----- Material -----

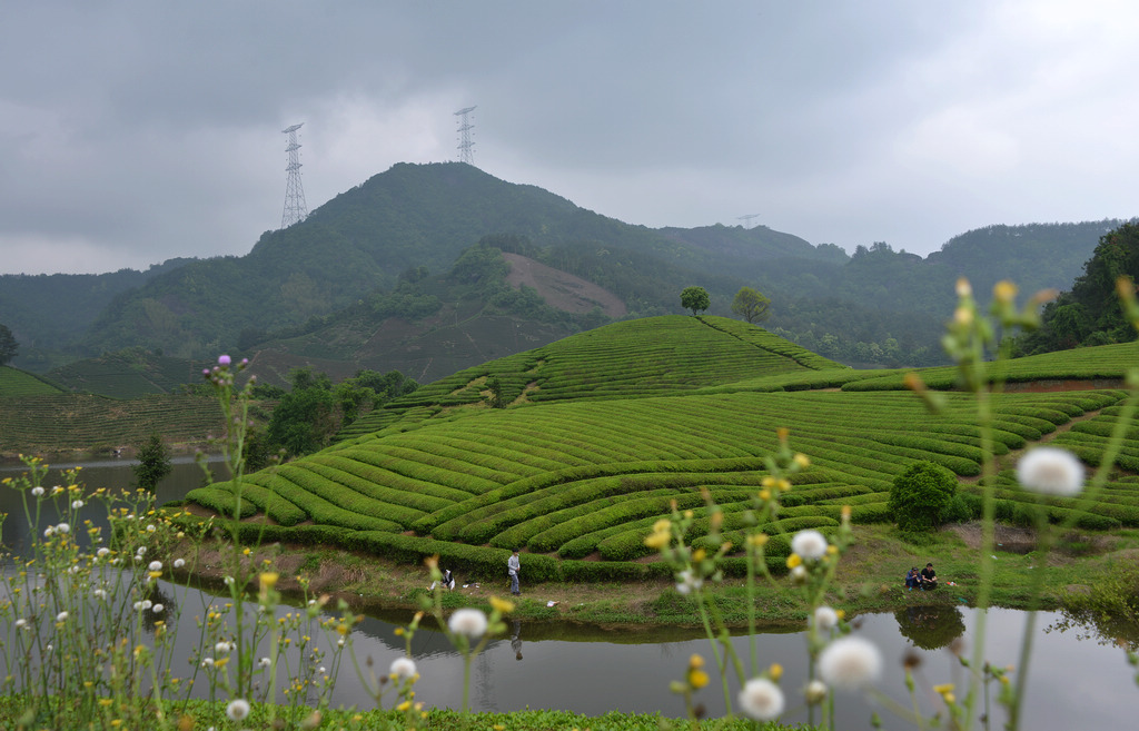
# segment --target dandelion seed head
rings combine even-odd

-----
----- Material -----

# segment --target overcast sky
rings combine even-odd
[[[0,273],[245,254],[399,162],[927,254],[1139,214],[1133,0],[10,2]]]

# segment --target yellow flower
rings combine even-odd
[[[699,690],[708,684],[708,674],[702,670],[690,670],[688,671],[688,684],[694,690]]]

-----
----- Material -----

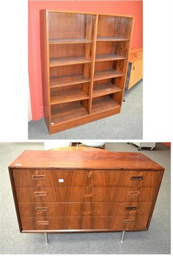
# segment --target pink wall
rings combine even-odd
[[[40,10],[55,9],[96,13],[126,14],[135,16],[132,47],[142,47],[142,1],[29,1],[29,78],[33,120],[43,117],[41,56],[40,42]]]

-----

§ Directive
Show each line of the data above that contains the string "segment", matching case exactly.

§ Task response
# segment --target dandelion seed head
# segment --target overcast sky
# segment --target yellow flower
# segment --target pink wall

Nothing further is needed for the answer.